## INSTRUCTIONS TO FOLLOW
Repeat the records word for word, excluding any picture.

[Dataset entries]
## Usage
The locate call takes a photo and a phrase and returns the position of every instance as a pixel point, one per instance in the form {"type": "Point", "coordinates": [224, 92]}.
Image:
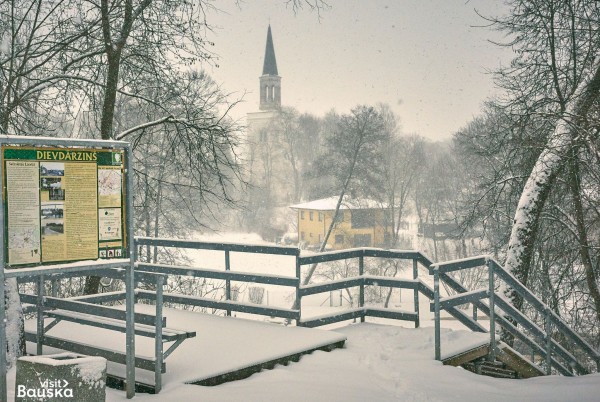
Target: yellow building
{"type": "Point", "coordinates": [361, 223]}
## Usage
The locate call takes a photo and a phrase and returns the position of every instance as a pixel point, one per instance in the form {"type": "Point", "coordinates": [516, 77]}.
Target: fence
{"type": "Point", "coordinates": [564, 357]}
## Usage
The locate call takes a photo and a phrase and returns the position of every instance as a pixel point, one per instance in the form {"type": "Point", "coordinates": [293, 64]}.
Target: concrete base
{"type": "Point", "coordinates": [61, 377]}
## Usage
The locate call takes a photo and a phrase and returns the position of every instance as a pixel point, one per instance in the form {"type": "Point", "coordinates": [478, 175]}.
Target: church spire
{"type": "Point", "coordinates": [270, 64]}
{"type": "Point", "coordinates": [270, 81]}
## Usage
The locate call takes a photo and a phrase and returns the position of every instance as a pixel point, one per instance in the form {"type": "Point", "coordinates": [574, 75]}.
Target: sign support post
{"type": "Point", "coordinates": [130, 282]}
{"type": "Point", "coordinates": [64, 201]}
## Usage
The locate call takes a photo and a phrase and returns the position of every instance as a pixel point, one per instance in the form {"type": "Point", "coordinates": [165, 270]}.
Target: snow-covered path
{"type": "Point", "coordinates": [382, 363]}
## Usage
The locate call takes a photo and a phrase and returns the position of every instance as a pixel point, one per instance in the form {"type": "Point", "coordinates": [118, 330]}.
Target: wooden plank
{"type": "Point", "coordinates": [218, 274]}
{"type": "Point", "coordinates": [145, 363]}
{"type": "Point", "coordinates": [467, 356]}
{"type": "Point", "coordinates": [168, 334]}
{"type": "Point", "coordinates": [517, 362]}
{"type": "Point", "coordinates": [222, 246]}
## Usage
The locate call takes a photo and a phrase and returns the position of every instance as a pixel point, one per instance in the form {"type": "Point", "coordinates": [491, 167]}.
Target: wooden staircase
{"type": "Point", "coordinates": [507, 364]}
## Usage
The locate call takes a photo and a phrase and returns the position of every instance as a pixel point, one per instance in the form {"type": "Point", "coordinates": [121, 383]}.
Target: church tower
{"type": "Point", "coordinates": [270, 81]}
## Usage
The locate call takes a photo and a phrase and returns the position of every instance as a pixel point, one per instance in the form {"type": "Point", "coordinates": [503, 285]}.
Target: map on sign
{"type": "Point", "coordinates": [109, 182]}
{"type": "Point", "coordinates": [62, 204]}
{"type": "Point", "coordinates": [26, 239]}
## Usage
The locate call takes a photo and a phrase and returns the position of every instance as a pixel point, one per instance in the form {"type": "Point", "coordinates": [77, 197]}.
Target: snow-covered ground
{"type": "Point", "coordinates": [379, 363]}
{"type": "Point", "coordinates": [382, 361]}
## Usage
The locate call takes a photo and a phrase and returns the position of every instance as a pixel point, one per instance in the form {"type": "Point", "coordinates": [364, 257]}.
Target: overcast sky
{"type": "Point", "coordinates": [428, 59]}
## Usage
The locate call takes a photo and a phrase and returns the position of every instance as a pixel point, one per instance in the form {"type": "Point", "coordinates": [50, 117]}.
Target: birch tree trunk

## PROBLEM SOLUTION
## Usage
The locate call takes a photo and a phrase and returns the position of every instance as a pixel point, one per instance in the form {"type": "Point", "coordinates": [224, 92]}.
Image:
Target: yellow building
{"type": "Point", "coordinates": [361, 223]}
## Usage
The locate call takes a photo and a phrase and returns the position of every instance as a pixel point, one per instance in the form {"type": "Point", "coordinates": [516, 77]}.
Target: fence
{"type": "Point", "coordinates": [564, 357]}
## Usage
The locate call takes a photo and a phrase and returns the position of every instance as a pixel point, one per instance in the form {"type": "Point", "coordinates": [293, 64]}.
Target: concrete base
{"type": "Point", "coordinates": [61, 377]}
## Usage
The locate call takes a photo and a phrase and returns the position of every instance as a pixel point, one per instance in the form {"type": "Point", "coordinates": [478, 175]}.
Target: church spire
{"type": "Point", "coordinates": [270, 64]}
{"type": "Point", "coordinates": [270, 81]}
## Usage
The locate call takes a photo and a phrase and returns the position of every instance as a pixel point, one per instance in the form {"type": "Point", "coordinates": [574, 75]}.
Target: sign support post
{"type": "Point", "coordinates": [130, 282]}
{"type": "Point", "coordinates": [64, 201]}
## Usage
The locate call takes a photo and a phrase and returns the position of every instance as a pixel point, one per instance in the form {"type": "Point", "coordinates": [165, 270]}.
Target: snow-covered path
{"type": "Point", "coordinates": [382, 363]}
## Usage
The locate call takes a photo and a phrase and returns the position of every instance as a pixel point, one per instance in the form {"type": "Point", "coordinates": [118, 330]}.
Target: wooden plank
{"type": "Point", "coordinates": [218, 274]}
{"type": "Point", "coordinates": [145, 363]}
{"type": "Point", "coordinates": [467, 356]}
{"type": "Point", "coordinates": [168, 334]}
{"type": "Point", "coordinates": [517, 362]}
{"type": "Point", "coordinates": [222, 246]}
## Usage
The locate call takes a photo and a phrase and returns the position of every instance as a pixel point, one per instance in the form {"type": "Point", "coordinates": [491, 167]}.
Target: wooden staircase
{"type": "Point", "coordinates": [507, 364]}
## Usage
The locate call takes a photo and a phrase and returns the position of every instance as a pixel point, one per instance in the form {"type": "Point", "coordinates": [121, 383]}.
Target: church tower
{"type": "Point", "coordinates": [270, 81]}
## Usage
The locate call takes a photo and a phrase and returns the position of every instance as a pixel point, one per instance in the form {"type": "Point", "coordinates": [503, 285]}.
Target: map on sign
{"type": "Point", "coordinates": [109, 182]}
{"type": "Point", "coordinates": [62, 204]}
{"type": "Point", "coordinates": [26, 239]}
## Usage
The locate call takes a photo and a phrase and returns the position of every instance as a pixel point, one per instance in the form {"type": "Point", "coordinates": [77, 197]}.
Target: snow-covered ground
{"type": "Point", "coordinates": [379, 363]}
{"type": "Point", "coordinates": [382, 361]}
## Usage
The locate call takes a photo and a phrase and returns the position of every instance as a pixel point, one per instance in the form {"type": "Point", "coordinates": [364, 257]}.
Target: overcast sky
{"type": "Point", "coordinates": [428, 59]}
## Usage
The locate call takes a photo and a phrase and returns the position of every instance as a pixel point, one per instance in the form {"type": "Point", "coordinates": [50, 117]}.
Target: birch tree trunk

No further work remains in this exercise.